• **EXERCISE**
An image-free, exact copy of the records below is required.

• **Stored records**
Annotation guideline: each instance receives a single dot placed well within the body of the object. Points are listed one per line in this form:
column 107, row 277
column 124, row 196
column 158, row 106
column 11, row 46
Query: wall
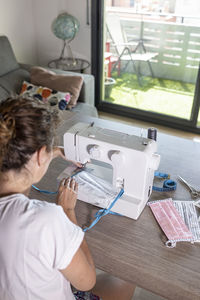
column 48, row 46
column 16, row 22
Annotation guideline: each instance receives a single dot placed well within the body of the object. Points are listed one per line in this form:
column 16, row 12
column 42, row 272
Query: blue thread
column 104, row 212
column 168, row 184
column 53, row 193
column 43, row 191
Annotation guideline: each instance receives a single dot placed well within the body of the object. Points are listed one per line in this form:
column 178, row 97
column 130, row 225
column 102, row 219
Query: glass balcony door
column 150, row 61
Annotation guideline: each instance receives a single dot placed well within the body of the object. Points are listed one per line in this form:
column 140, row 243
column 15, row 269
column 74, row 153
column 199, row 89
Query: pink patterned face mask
column 171, row 222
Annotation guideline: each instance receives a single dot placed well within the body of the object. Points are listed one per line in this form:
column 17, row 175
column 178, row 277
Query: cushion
column 59, row 82
column 45, row 94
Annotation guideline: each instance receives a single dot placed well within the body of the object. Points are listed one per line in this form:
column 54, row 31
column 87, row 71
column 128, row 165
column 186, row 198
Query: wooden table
column 135, row 250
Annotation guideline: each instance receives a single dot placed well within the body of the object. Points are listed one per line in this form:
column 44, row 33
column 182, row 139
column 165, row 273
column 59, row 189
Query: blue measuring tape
column 168, row 184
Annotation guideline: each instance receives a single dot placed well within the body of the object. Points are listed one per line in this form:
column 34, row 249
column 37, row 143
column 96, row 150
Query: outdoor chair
column 127, row 51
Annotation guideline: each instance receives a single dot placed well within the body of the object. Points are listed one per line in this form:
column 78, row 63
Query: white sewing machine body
column 133, row 159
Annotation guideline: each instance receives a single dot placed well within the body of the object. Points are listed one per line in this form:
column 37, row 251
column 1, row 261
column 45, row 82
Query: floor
column 141, row 294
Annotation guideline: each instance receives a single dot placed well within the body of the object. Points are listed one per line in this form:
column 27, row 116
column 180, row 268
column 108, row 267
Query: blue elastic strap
column 168, row 184
column 104, row 212
column 53, row 193
column 43, row 191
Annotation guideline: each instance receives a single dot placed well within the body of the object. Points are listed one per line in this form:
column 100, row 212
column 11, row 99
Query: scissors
column 193, row 191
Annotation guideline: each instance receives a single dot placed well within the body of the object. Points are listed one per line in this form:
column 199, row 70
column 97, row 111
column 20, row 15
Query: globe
column 65, row 27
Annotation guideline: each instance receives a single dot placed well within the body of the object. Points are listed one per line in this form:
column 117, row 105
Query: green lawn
column 164, row 96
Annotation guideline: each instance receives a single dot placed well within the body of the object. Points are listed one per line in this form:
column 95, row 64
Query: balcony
column 175, row 68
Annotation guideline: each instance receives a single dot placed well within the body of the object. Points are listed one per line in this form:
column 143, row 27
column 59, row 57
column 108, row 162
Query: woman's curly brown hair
column 26, row 125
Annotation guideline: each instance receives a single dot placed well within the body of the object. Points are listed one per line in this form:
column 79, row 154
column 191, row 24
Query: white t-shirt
column 36, row 241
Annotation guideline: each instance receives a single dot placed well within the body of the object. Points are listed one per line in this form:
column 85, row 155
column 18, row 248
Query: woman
column 42, row 251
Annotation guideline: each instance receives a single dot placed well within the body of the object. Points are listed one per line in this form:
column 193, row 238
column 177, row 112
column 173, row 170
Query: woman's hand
column 59, row 152
column 67, row 194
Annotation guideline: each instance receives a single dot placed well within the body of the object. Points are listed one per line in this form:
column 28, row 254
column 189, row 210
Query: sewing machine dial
column 94, row 151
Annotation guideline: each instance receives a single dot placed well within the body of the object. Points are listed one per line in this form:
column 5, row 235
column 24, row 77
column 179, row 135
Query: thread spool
column 152, row 133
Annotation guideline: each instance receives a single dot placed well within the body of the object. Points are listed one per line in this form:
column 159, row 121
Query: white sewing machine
column 133, row 160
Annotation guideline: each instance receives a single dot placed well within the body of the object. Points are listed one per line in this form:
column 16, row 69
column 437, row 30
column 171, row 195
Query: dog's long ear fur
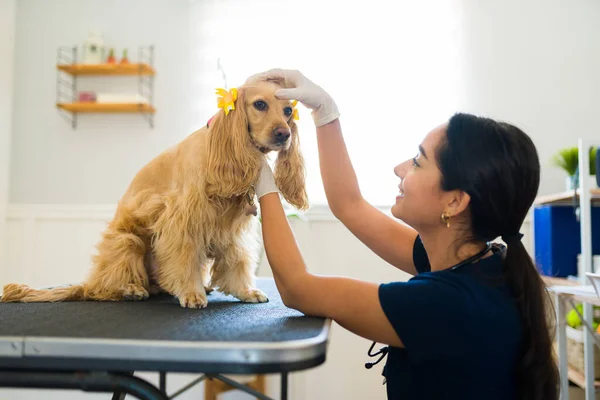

• **TASK OUTPUT**
Annotation guideline: each instance receives a single dot placed well within the body of the object. Points are listed one per line in this form:
column 107, row 277
column 124, row 196
column 158, row 106
column 11, row 46
Query: wall
column 48, row 46
column 16, row 22
Annotation guideline: each instance receives a single dot placed well within the body of the object. Points are listed one per line in this form:
column 16, row 12
column 42, row 272
Query: blue thread
column 104, row 212
column 168, row 184
column 53, row 193
column 43, row 191
Annotation guideline: each instance receives a single dot placed well within the body of the object. Points are listed one per line in this form:
column 178, row 97
column 130, row 225
column 102, row 219
Query: glass balcony door
column 150, row 61
Annotation guideline: each instance receives a single dot placed well within the body of the object. Points are listed one per line in this form:
column 140, row 243
column 15, row 269
column 74, row 153
column 199, row 89
Query: pink patterned face mask
column 171, row 222
Annotation guideline: each instance receives a single dot placed well within the body of the object. Points are listed one per line in this form:
column 17, row 175
column 178, row 277
Query: cushion
column 59, row 82
column 45, row 94
Annotation guideline: each instance receives a single dot placed well within the body of the object. Points are listed one per line in this form:
column 54, row 31
column 87, row 71
column 128, row 165
column 186, row 198
Query: wooden table
column 135, row 250
Annotation guideline: each instance receives a single dot placed well within the body of the object. Points are listed one per line in this form:
column 44, row 33
column 182, row 139
column 165, row 273
column 59, row 189
Query: blue measuring tape
column 168, row 184
Annotation guideline: each instance receives a single dot placed well within the body of the object. Points are listed one per line in this form:
column 34, row 249
column 37, row 143
column 96, row 150
Query: outdoor chair
column 127, row 51
Annotation guideline: each instance receives a single dot placed well within the body of the object. Points are listed one per line in this form:
column 78, row 63
Query: white sewing machine body
column 133, row 159
Annotation guideline: each instance receives a single dot placed well within the body of the object. Points are listed one per line in this form:
column 37, row 251
column 1, row 261
column 45, row 82
Query: floor
column 141, row 294
Annotation guideline: each instance receives a single dot placed well within the body of the object. Points are listed one per line in this form:
column 27, row 116
column 180, row 268
column 108, row 267
Query: blue elastic strap
column 168, row 184
column 104, row 212
column 53, row 193
column 43, row 191
Annotation guideline: each instance receives a single dot placed well within the body of the object. Points are listed one per line in this form:
column 100, row 212
column 11, row 99
Query: scissors
column 193, row 191
Annotation guideline: each instance receives a single dot placed well within the body of the object. Points are listed one per line in this form:
column 199, row 70
column 97, row 111
column 20, row 15
Query: globe
column 65, row 27
Annotation guideline: each instance receives a single dot placed well within the body of the object. Points are listed one per line in this form:
column 117, row 105
Query: green lawn
column 164, row 96
Annotation guideline: each instance receives a single dot placed well within the body of the object. Points are listed one per line in this form:
column 95, row 64
Query: balcony
column 175, row 68
Annotation guideline: each instance receives a single dot placed well within the body of the object. Points are listed one per line in this form:
column 143, row 27
column 59, row 57
column 108, row 162
Query: woman's curly brown hair
column 26, row 125
Annotation guideline: each instance receives a single dot placed well within the body of the object. Points are listed one per line in this form:
column 79, row 154
column 191, row 24
Query: white t-shirt
column 36, row 241
Annotation guideline: each instance receives a single dot placed well within the body of the object. Points are listed one per line in this form:
column 85, row 155
column 18, row 248
Query: woman
column 42, row 251
Annotation guideline: each instance receives a single dot placed well within the body of the object. Points are listed one per line in this form:
column 193, row 238
column 177, row 112
column 173, row 170
Query: woman's hand
column 59, row 152
column 67, row 194
Annotation guideline: each instance receives a single dot placed well within the body of the object. Points are listed one per line in this form:
column 28, row 254
column 189, row 210
Query: sewing machine dial
column 94, row 151
Annotation guideline: each instance receives a single dot placed well within the body of the object. Points are listed one per line in this form:
column 5, row 235
column 24, row 77
column 179, row 135
Query: thread spool
column 152, row 133
Annotation guideline: each instance receives a single dot placed well within the body of the object. Points are listed one per line in this form:
column 159, row 121
Query: white sewing machine
column 133, row 160
Annotation guideline: each instance receives a single dot placed well within the body of the object. Points are listed one per line in this form:
column 16, row 69
column 437, row 30
column 171, row 195
Query: dog's long ear fur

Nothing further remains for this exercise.